* [Task prompt] Without omitting anything, copy the data exactly.

* [Supplied entries]

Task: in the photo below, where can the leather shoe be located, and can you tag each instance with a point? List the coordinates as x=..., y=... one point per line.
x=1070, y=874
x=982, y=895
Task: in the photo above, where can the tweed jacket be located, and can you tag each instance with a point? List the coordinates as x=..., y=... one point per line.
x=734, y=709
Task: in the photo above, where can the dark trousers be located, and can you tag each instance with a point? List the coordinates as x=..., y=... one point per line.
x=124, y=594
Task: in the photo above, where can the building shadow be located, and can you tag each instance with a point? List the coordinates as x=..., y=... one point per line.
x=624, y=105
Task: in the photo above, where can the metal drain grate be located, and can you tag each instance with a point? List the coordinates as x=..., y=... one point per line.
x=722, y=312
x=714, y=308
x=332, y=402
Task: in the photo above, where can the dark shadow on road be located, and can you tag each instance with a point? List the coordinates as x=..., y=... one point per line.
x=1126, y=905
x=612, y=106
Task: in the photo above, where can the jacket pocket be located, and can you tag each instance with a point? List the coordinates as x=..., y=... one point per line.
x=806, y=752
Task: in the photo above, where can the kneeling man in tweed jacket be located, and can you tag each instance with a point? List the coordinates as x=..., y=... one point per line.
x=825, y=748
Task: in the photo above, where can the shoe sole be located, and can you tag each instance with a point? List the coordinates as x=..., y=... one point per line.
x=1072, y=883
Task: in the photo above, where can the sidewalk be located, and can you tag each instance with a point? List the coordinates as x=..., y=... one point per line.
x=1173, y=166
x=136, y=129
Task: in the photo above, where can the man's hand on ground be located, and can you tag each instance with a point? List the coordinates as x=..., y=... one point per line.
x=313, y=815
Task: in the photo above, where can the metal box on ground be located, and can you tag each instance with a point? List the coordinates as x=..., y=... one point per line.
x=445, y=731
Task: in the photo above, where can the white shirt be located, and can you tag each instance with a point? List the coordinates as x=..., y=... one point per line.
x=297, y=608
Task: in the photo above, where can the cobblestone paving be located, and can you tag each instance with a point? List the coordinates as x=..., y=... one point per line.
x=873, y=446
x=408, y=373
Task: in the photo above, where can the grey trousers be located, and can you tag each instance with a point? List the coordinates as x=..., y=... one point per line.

* [Solution for this exercise]
Task: in the photo below, where can the leather shoe be located, and can you tag each instance with a point? List the coordinates as x=..., y=... one point per line.
x=1070, y=874
x=982, y=895
Task: in the photo above, where can the tweed jacket be located, and can you tag each instance with a point? List the coordinates as x=..., y=... one point per line.
x=734, y=709
Task: in the photo above, where can the dark trousers be located, and can you tag each instance with a point? List the coordinates as x=..., y=... one point per line.
x=124, y=594
Task: in the photo above, where can the building shadow be located, and can you tag each instance with a point? List the coordinates as x=..., y=... one point per line.
x=624, y=105
Task: in the photo above, where can the metal drain grate be located, and can you tag each instance with a point? List the coordinates as x=..., y=... one point per line.
x=722, y=312
x=714, y=308
x=332, y=402
Task: in the photo above, where can the dark shadow on road be located, and can you tag each instance with a point? List the coordinates as x=..., y=... one point per line.
x=1126, y=905
x=612, y=106
Task: in the photo above, where can the jacket pocket be located, and can you tag each instance with a point? List the coordinates as x=..., y=... one point per line.
x=806, y=752
Task: in the photo above, where can the kneeling man in tweed jacket be located, and can you tag each instance with a point? List the coordinates as x=..., y=... one point per line.
x=825, y=748
Task: in the photo above, where can the shoe sole be located, and can you tag each instance with a point? List the coordinates as x=..., y=... one point per line.
x=1072, y=883
Task: in the photo above, where can the sidewalk be located, and can you tag each instance with a point? List the coordinates as x=..., y=... one point per line.
x=1173, y=166
x=136, y=129
Task: in the photo above, where can the man's hand on ground be located, and can you tag each instance with a point? List the coordinates as x=..., y=... one point per line.
x=313, y=815
Task: in the photo above, where can the metal box on ground be located, and can you tag each instance with a point? List the coordinates as x=..., y=... one point per line.
x=445, y=731
Task: in the photo above, where can the white shirt be located, and can you tag each instance with a point? List the coordinates as x=..., y=... one point per line.
x=297, y=608
Task: in the photo above, where can the cobblestone paving be located, and can you tag each instance with a point? List the coordinates as x=..., y=... one point per line.
x=873, y=446
x=408, y=373
Task: in the photo above, where can the grey trousers be located, and can you tag each instance with a point? List the coordinates as x=..., y=... one point per line.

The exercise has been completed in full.